◆ Problem details ◆
Emit only the lines from the line containing "detector shaft in" through the last line of the entries, unchanged.
|---|
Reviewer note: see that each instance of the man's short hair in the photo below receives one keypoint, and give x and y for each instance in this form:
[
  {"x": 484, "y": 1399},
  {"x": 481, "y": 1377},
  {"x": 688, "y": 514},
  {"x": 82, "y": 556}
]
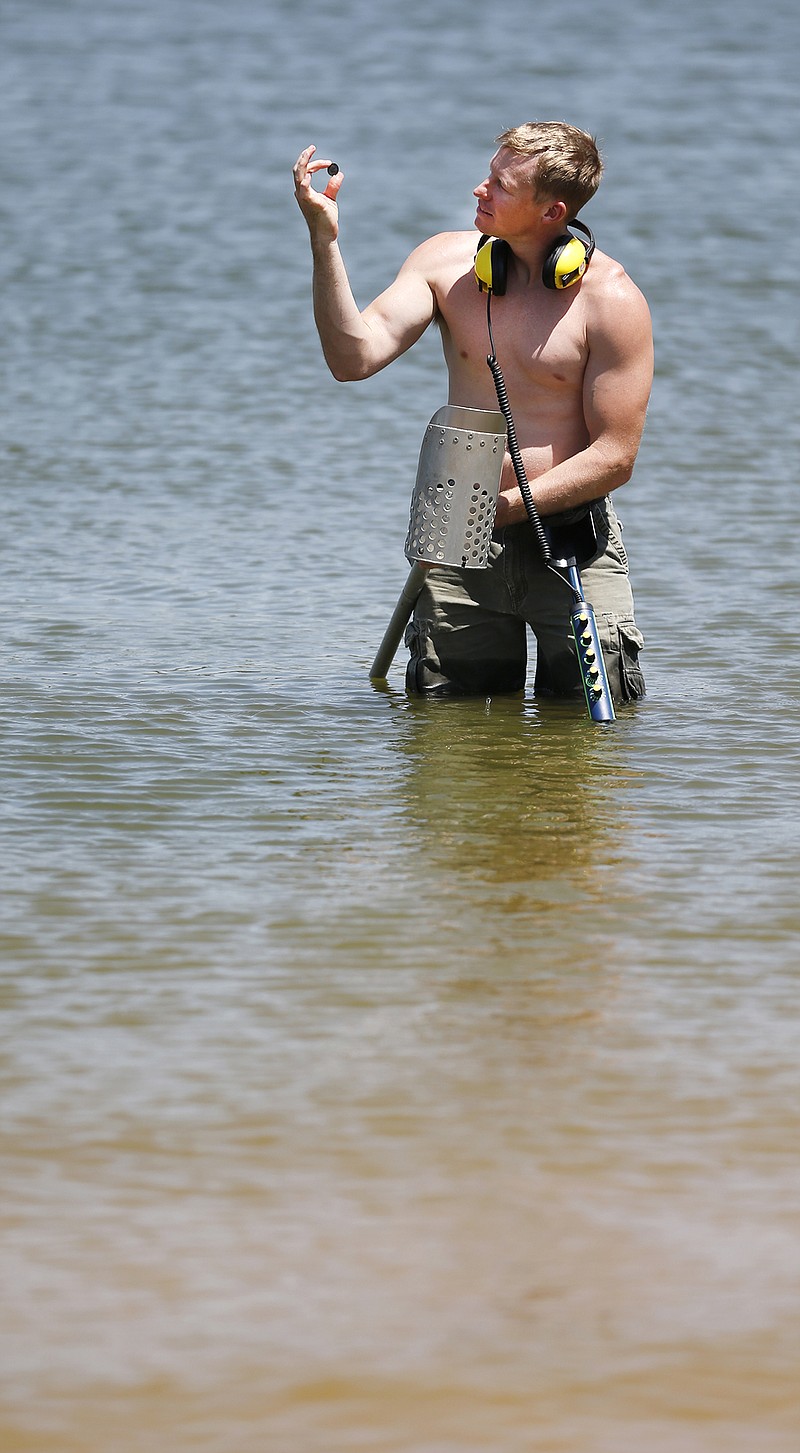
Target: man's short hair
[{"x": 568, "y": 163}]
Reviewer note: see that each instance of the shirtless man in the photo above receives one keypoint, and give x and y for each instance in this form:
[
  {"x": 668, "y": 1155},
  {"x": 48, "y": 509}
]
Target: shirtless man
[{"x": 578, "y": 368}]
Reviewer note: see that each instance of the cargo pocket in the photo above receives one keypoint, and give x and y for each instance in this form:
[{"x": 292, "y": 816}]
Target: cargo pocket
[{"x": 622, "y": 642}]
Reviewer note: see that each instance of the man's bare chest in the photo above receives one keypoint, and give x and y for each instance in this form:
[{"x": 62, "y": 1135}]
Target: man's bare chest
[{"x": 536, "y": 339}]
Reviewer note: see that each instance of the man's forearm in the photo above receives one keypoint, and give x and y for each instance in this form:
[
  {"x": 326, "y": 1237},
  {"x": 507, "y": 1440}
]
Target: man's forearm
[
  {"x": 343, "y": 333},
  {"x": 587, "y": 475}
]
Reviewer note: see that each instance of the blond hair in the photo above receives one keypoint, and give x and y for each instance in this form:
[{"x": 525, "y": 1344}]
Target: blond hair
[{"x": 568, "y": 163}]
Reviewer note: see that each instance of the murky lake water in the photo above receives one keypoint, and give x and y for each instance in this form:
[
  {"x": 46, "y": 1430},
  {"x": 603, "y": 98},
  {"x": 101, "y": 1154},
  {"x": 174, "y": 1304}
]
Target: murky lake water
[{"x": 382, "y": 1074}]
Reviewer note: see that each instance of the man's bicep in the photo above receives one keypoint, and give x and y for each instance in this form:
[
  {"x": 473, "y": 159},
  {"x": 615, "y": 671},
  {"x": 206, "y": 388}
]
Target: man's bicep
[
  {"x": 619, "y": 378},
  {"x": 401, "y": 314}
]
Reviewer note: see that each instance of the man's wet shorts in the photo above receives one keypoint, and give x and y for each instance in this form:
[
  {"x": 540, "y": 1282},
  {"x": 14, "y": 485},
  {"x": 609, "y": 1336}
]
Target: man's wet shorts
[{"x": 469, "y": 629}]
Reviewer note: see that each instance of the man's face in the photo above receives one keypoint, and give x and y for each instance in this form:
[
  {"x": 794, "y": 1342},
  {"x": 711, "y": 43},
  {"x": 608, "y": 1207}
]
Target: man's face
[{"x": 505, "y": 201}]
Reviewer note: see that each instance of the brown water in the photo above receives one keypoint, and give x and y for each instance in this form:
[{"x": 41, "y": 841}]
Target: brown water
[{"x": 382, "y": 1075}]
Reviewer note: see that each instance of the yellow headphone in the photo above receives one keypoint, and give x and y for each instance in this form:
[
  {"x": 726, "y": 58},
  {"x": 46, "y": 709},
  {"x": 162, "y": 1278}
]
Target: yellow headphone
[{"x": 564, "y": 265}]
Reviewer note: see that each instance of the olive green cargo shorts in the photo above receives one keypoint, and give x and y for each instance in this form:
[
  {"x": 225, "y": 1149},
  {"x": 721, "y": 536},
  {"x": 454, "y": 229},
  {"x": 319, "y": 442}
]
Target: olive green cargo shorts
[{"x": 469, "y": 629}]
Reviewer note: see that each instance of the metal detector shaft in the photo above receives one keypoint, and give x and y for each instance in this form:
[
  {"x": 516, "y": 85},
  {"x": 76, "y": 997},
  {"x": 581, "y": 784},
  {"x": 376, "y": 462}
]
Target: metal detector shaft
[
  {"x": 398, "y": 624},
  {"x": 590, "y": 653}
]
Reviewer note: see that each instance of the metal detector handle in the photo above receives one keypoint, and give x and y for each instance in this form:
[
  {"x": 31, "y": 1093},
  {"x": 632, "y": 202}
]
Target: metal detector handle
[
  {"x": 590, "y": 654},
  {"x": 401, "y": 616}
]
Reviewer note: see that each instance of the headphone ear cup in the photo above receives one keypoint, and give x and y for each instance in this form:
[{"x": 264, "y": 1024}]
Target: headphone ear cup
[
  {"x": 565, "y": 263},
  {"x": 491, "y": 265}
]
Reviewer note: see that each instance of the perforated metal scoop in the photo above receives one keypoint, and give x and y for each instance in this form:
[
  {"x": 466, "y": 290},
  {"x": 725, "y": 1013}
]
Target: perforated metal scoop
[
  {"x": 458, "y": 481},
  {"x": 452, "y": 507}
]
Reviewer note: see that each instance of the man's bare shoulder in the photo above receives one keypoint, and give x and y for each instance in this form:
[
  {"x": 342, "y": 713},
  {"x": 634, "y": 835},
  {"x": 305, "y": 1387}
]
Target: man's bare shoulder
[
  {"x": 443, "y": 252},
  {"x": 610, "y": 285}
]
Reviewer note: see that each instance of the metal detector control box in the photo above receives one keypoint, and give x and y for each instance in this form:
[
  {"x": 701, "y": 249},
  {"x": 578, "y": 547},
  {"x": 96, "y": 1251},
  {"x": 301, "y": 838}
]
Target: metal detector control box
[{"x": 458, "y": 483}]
|---|
◆ The completed task ◆
Reviewer note: see that each instance of the metal detector shaft in the photo above receives one keypoint, and give x and y for each instance in this form:
[
  {"x": 516, "y": 85},
  {"x": 76, "y": 997},
  {"x": 581, "y": 784},
  {"x": 376, "y": 462}
]
Target: metal detector shaft
[
  {"x": 398, "y": 624},
  {"x": 590, "y": 653}
]
Reviewer note: see that each instance of the metal detector handle in the photo above receives one keypoint, and give x and y for each instance in this form:
[
  {"x": 31, "y": 1093},
  {"x": 632, "y": 202}
]
Target: metal detector handle
[
  {"x": 590, "y": 654},
  {"x": 401, "y": 616}
]
Reviewer note: see that each instance of the headphone ear cup in the photo above receives one keypoint, and give x and y for each instance in this form:
[{"x": 264, "y": 1024}]
Target: headphone ear cup
[
  {"x": 565, "y": 263},
  {"x": 491, "y": 265}
]
Reviewer note: see that each instance of the perforated metal scoop in the photo above receives one keypoint, and give x and y for each instance in this form:
[
  {"x": 466, "y": 290},
  {"x": 725, "y": 1013}
]
Target: perforated metal scoop
[
  {"x": 458, "y": 481},
  {"x": 452, "y": 507}
]
Reviewer note: see that each instance of the man's bare shoulder in the photo above receives one keypoint, and give x and y for each instance in this form:
[
  {"x": 342, "y": 713},
  {"x": 634, "y": 835},
  {"x": 305, "y": 1387}
]
Target: man's bare shoulder
[
  {"x": 443, "y": 252},
  {"x": 610, "y": 285}
]
Reviewer note: see that each instance of the metal detector control box in the photo above receives one keypoint, and give x and y for each instance in this form:
[
  {"x": 701, "y": 249},
  {"x": 578, "y": 547},
  {"x": 96, "y": 1251},
  {"x": 301, "y": 838}
]
Target: metal detector control box
[{"x": 458, "y": 483}]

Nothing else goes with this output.